━━━━━ PROVIDED MATERIAL
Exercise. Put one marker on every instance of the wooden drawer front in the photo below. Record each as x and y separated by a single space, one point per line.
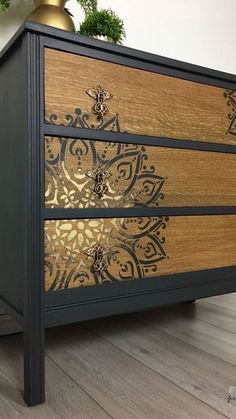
142 102
135 175
135 248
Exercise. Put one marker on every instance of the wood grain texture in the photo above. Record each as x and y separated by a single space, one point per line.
135 248
137 175
146 103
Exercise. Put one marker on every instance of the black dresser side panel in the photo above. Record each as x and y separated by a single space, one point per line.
13 174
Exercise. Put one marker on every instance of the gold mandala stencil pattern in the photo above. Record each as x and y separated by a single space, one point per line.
134 249
71 165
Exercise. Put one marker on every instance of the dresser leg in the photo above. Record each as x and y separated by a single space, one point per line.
34 368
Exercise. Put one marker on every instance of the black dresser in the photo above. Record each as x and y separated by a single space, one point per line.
118 183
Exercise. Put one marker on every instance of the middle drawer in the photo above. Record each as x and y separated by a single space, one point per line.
87 173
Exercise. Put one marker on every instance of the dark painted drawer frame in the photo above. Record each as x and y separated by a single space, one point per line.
35 310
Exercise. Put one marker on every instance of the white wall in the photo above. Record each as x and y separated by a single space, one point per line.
198 31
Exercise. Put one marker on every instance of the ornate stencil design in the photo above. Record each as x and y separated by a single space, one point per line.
135 249
82 119
70 165
230 95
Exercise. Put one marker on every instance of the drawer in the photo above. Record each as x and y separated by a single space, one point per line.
98 251
87 173
137 101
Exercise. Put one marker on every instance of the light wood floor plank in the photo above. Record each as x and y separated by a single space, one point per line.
200 374
120 384
65 399
8 325
225 301
202 335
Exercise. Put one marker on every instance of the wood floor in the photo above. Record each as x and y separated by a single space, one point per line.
173 362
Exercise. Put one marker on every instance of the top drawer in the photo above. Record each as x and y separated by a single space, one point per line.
137 101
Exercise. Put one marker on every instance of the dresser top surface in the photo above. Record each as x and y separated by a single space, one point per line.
128 53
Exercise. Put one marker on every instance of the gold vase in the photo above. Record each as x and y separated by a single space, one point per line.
52 13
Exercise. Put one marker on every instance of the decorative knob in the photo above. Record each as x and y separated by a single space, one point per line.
99 174
99 95
98 252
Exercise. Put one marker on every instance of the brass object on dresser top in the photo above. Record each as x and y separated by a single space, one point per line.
52 13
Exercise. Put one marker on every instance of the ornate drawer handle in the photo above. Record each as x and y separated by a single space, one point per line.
99 94
99 174
98 252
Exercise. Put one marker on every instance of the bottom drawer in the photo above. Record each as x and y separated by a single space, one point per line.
96 251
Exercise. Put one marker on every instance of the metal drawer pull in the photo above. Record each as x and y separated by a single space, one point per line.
99 174
100 95
98 252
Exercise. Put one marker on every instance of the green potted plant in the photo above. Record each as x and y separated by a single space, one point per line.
103 24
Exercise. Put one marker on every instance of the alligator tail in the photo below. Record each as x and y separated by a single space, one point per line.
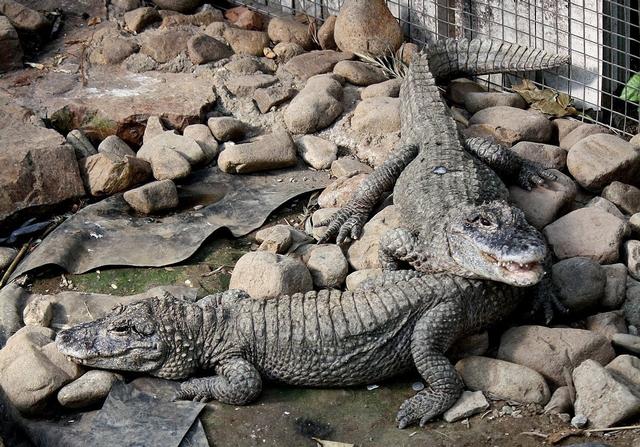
454 57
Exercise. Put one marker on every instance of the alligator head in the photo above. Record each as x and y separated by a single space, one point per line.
494 241
156 336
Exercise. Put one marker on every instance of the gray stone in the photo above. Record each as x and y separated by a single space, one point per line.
267 275
600 159
90 389
543 203
359 73
363 253
476 101
524 125
116 146
550 350
81 144
580 283
503 380
627 197
579 133
273 151
226 128
467 405
328 266
587 232
377 116
547 155
390 88
600 397
316 107
317 152
153 197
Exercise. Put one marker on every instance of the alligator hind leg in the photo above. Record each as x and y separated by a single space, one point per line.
432 336
348 222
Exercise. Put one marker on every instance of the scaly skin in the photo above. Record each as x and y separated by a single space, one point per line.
318 339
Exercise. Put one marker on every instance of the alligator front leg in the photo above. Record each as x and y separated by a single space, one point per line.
348 222
237 383
525 173
432 336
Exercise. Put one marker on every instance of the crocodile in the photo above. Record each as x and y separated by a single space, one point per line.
326 338
452 201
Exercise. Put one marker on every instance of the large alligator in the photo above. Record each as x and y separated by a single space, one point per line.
469 246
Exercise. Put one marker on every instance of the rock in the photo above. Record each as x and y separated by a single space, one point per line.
273 96
186 147
225 128
266 275
458 89
325 34
114 145
203 49
308 65
246 85
367 27
377 115
476 101
140 18
178 5
348 167
600 397
359 73
628 342
467 405
284 29
39 169
328 266
338 193
356 279
153 197
627 197
524 125
503 380
547 155
579 133
600 159
317 152
316 107
23 18
106 174
165 44
363 253
88 390
607 324
616 286
390 88
38 313
588 232
580 283
285 51
10 48
560 401
7 255
550 350
273 151
543 203
245 41
81 144
605 205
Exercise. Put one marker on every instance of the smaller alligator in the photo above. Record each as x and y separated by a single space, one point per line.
318 339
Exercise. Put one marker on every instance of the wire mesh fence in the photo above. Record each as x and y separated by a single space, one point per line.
601 36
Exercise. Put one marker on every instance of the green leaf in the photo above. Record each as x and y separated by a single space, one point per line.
631 91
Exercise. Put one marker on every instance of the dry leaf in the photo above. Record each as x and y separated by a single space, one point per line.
324 443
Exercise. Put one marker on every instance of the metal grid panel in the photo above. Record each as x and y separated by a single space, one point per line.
602 37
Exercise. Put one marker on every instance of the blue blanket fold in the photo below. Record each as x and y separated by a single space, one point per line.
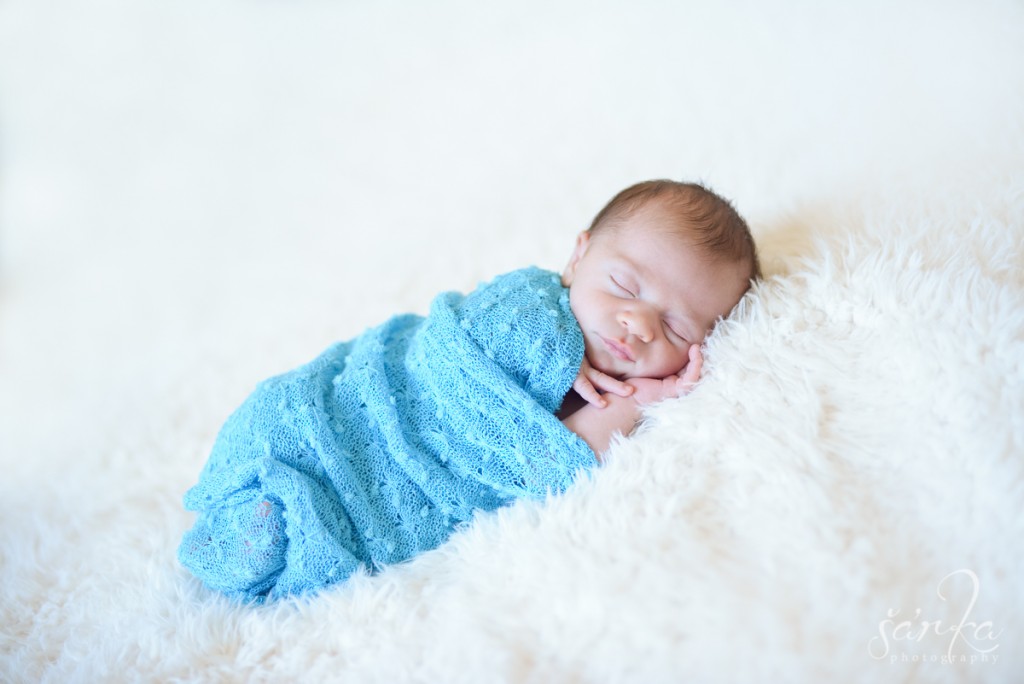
379 447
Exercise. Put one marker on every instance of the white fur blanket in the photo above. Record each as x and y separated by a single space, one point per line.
182 180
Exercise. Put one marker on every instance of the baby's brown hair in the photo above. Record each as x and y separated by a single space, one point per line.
709 219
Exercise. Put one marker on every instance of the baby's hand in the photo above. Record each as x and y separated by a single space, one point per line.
591 380
649 390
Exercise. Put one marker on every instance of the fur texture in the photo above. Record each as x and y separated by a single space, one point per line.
186 187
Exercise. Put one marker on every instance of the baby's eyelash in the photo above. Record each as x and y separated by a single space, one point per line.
622 287
675 332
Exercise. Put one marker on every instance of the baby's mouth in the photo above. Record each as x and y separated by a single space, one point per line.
617 349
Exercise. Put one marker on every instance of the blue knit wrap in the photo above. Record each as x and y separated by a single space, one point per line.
380 446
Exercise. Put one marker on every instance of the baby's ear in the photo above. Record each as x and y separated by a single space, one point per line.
583 242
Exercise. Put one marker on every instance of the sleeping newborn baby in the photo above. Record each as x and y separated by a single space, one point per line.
379 447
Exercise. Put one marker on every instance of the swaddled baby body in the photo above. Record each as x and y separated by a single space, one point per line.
382 445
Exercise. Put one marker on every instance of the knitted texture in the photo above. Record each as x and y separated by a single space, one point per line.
379 447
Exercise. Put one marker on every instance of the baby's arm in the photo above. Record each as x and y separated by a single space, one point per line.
596 425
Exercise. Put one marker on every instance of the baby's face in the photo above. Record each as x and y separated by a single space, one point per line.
642 296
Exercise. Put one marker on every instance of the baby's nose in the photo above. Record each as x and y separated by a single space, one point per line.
637 323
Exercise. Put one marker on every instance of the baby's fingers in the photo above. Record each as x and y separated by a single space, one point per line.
692 372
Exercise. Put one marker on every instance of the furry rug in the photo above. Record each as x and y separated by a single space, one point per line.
186 187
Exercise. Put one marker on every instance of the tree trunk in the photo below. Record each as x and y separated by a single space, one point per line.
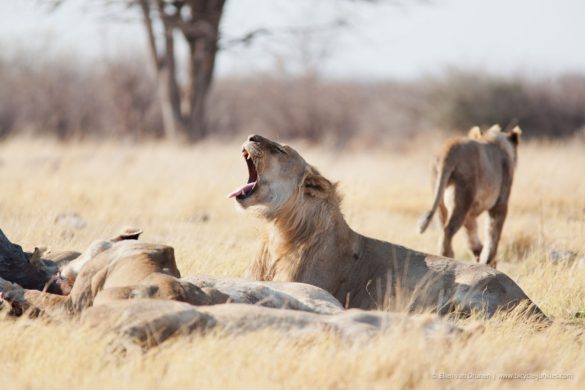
200 27
16 267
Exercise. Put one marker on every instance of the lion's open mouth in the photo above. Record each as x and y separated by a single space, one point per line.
246 190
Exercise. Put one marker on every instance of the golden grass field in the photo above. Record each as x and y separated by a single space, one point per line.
177 195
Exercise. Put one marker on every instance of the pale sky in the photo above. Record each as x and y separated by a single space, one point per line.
529 37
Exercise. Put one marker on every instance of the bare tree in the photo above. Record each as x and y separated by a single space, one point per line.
197 21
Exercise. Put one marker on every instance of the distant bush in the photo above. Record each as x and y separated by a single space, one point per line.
71 99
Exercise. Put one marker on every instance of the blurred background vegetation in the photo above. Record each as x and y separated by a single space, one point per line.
73 97
62 97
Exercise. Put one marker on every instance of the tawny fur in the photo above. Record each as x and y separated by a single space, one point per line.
473 175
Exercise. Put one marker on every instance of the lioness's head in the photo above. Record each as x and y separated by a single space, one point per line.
277 177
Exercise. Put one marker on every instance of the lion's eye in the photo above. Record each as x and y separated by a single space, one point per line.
277 149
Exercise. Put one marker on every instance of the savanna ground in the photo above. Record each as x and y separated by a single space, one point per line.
177 195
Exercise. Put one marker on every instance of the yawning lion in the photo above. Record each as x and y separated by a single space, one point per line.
309 241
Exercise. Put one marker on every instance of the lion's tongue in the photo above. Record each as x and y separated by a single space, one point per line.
243 190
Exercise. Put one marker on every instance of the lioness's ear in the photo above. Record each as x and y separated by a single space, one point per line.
495 129
474 133
514 135
316 185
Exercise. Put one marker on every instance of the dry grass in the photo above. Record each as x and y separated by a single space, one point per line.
178 196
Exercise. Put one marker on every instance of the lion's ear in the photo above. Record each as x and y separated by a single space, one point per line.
514 135
316 185
474 133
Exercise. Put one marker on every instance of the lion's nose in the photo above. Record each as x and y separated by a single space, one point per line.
254 138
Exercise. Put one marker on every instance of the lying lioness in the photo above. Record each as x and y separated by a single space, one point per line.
117 269
474 174
309 241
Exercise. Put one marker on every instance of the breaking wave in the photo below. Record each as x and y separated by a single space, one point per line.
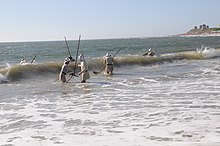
18 72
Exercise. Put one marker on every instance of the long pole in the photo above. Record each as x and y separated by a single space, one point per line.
77 51
67 46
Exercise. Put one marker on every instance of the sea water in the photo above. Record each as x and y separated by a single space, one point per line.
168 100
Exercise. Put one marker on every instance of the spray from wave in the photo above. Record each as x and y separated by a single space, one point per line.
18 72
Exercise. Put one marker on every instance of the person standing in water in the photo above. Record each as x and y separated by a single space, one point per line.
150 53
64 70
23 61
109 63
84 70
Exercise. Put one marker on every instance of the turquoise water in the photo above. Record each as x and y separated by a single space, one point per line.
57 51
170 99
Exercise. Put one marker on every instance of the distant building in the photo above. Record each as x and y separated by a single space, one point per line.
202 27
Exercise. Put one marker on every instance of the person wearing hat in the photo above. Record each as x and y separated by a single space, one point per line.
23 61
109 63
84 70
150 53
64 70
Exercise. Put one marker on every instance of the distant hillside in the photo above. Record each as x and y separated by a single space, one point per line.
203 30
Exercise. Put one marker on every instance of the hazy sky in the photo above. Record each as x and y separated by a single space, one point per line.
33 20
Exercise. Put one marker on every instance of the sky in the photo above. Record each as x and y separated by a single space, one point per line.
48 20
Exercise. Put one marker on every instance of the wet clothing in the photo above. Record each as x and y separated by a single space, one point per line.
64 70
84 73
23 61
109 63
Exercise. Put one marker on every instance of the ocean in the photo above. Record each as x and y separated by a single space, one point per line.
172 99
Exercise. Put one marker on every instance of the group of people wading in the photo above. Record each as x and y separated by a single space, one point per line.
108 61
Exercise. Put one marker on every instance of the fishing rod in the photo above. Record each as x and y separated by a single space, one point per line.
77 51
67 46
97 72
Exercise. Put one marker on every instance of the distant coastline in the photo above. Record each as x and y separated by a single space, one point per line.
203 31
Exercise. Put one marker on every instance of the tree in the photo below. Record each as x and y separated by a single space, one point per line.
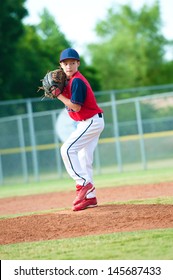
130 52
11 29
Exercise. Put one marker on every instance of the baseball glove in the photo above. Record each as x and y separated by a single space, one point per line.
53 83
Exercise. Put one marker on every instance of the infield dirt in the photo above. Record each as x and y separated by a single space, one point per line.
106 218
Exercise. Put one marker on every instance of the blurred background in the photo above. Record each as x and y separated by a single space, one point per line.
127 56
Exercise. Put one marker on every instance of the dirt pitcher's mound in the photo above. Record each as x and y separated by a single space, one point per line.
40 202
99 220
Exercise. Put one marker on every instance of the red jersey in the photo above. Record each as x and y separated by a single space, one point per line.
79 91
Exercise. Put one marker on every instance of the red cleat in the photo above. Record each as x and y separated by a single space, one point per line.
82 191
86 203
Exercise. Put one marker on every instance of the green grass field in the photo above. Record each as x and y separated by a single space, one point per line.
139 245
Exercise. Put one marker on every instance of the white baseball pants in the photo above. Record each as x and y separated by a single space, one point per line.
77 151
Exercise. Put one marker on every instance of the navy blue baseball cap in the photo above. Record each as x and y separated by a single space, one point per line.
69 53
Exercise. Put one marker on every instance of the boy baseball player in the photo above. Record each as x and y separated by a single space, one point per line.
77 151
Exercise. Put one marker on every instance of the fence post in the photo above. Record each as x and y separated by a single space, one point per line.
140 132
22 145
32 139
1 172
116 131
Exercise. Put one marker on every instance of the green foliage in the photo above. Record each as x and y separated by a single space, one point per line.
11 30
130 52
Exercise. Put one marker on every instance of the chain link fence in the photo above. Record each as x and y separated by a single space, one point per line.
138 135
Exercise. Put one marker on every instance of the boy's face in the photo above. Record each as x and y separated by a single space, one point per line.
70 66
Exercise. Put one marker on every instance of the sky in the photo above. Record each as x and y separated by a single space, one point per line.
77 19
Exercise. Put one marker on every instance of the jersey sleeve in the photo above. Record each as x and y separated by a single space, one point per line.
78 91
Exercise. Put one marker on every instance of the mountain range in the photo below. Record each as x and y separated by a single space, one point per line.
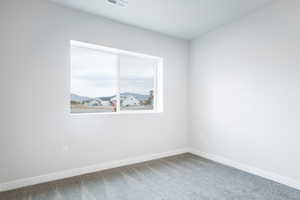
78 98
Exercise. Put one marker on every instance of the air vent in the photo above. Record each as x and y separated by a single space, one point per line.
121 3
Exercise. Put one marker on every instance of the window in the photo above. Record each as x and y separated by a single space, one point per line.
106 80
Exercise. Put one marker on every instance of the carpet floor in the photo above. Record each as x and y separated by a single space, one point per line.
182 177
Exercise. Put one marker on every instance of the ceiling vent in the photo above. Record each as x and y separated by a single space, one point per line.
121 3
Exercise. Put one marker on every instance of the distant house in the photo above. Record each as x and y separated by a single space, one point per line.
93 103
105 103
129 101
126 100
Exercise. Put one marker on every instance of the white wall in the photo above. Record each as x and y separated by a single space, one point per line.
37 134
245 90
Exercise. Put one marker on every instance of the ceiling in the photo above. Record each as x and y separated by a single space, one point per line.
185 19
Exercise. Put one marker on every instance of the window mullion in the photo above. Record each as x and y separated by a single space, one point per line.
118 85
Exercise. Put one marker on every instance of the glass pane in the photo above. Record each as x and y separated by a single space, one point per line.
93 81
136 83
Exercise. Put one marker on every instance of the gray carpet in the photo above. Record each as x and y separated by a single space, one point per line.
182 177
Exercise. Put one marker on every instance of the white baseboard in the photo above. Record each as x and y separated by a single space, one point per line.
252 170
85 170
99 167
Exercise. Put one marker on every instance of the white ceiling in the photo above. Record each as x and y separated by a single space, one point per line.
185 19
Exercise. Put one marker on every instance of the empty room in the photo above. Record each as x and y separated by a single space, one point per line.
150 100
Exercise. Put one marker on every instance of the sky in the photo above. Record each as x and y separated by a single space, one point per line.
94 73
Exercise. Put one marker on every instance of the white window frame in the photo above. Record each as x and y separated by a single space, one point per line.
158 78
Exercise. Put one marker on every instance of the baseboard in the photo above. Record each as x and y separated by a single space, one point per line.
252 170
85 170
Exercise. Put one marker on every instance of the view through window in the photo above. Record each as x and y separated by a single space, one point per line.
110 80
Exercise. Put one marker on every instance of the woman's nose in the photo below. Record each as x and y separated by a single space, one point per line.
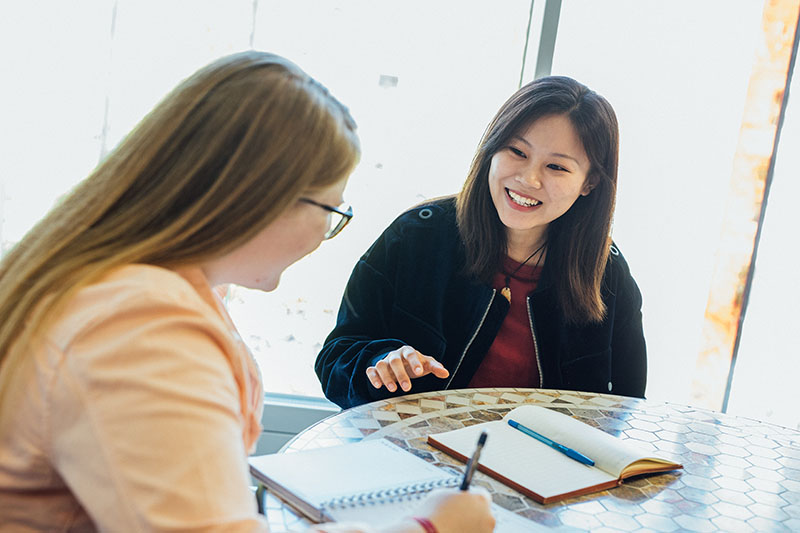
530 178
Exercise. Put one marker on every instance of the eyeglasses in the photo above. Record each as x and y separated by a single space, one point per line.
338 217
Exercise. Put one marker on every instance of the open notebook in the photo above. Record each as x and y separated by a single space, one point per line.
372 481
542 473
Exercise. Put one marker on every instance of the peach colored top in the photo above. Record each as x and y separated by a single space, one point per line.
135 413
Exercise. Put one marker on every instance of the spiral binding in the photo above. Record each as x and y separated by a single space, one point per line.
414 491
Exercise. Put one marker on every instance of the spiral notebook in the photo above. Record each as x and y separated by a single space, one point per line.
372 481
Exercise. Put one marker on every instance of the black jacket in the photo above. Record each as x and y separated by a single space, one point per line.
408 289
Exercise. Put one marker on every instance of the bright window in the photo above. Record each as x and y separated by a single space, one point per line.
422 80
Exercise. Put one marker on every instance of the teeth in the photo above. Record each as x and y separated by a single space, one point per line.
521 200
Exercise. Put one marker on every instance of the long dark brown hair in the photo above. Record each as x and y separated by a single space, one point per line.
222 156
578 241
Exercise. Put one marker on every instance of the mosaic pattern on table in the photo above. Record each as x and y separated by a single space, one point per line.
739 474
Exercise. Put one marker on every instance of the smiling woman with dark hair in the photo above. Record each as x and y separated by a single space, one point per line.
514 282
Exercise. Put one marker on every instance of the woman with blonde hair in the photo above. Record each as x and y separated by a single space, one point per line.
127 400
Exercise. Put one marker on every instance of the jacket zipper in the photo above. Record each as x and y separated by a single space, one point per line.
466 349
535 344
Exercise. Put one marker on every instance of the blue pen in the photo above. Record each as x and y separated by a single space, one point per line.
569 452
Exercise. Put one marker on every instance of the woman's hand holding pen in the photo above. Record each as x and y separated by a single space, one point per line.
400 366
458 511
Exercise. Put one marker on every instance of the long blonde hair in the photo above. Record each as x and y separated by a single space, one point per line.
217 160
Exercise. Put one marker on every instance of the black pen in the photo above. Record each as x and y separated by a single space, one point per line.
473 462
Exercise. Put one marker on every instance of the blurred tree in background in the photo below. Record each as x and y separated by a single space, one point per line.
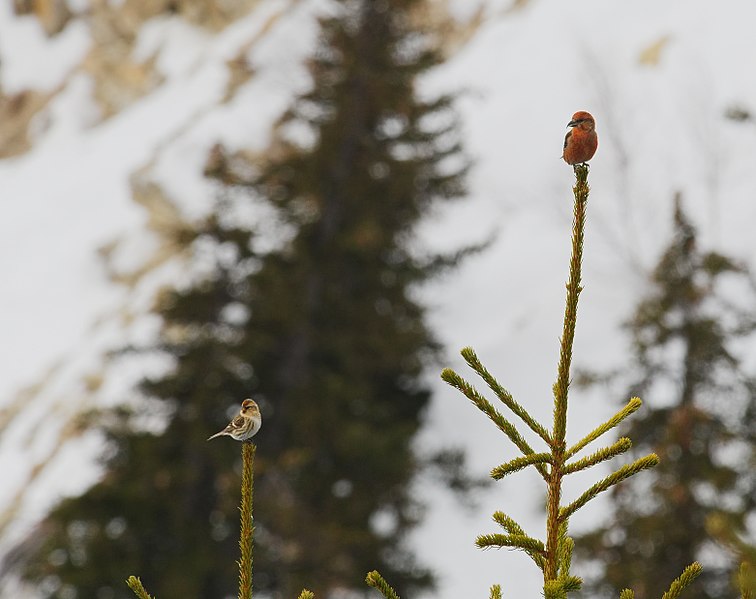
322 330
699 419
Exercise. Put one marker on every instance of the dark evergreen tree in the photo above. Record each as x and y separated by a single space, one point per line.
698 418
323 331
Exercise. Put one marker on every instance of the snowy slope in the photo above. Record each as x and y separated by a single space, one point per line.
657 77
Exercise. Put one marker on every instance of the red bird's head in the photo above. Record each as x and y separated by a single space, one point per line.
583 120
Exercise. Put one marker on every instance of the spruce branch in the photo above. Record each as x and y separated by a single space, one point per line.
136 585
505 396
519 463
456 381
607 453
558 589
247 526
561 386
631 407
375 580
508 524
678 585
616 477
527 544
565 548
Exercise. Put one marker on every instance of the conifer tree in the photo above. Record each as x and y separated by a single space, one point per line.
323 331
701 402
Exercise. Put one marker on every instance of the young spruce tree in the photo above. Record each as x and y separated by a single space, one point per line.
700 421
323 332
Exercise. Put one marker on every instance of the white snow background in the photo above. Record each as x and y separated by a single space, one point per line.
662 129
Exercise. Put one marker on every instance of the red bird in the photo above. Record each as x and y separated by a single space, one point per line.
581 142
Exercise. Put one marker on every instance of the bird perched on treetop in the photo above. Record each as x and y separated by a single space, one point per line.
244 426
581 141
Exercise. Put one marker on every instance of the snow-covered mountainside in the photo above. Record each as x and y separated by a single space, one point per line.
110 108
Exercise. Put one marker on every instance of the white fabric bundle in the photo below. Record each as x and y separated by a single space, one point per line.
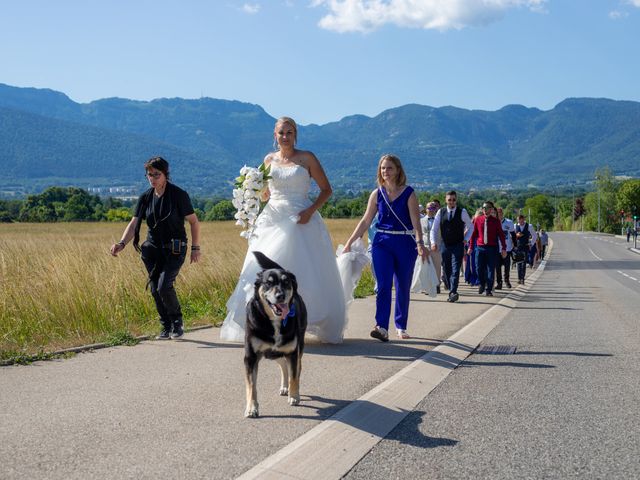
━━━━━━━━━━
TASK TO CARRY OUT >>
State how many of the lines above contain the string "spruce", with case counting. Give only the number.

RESPONSE TO THIS TASK >>
2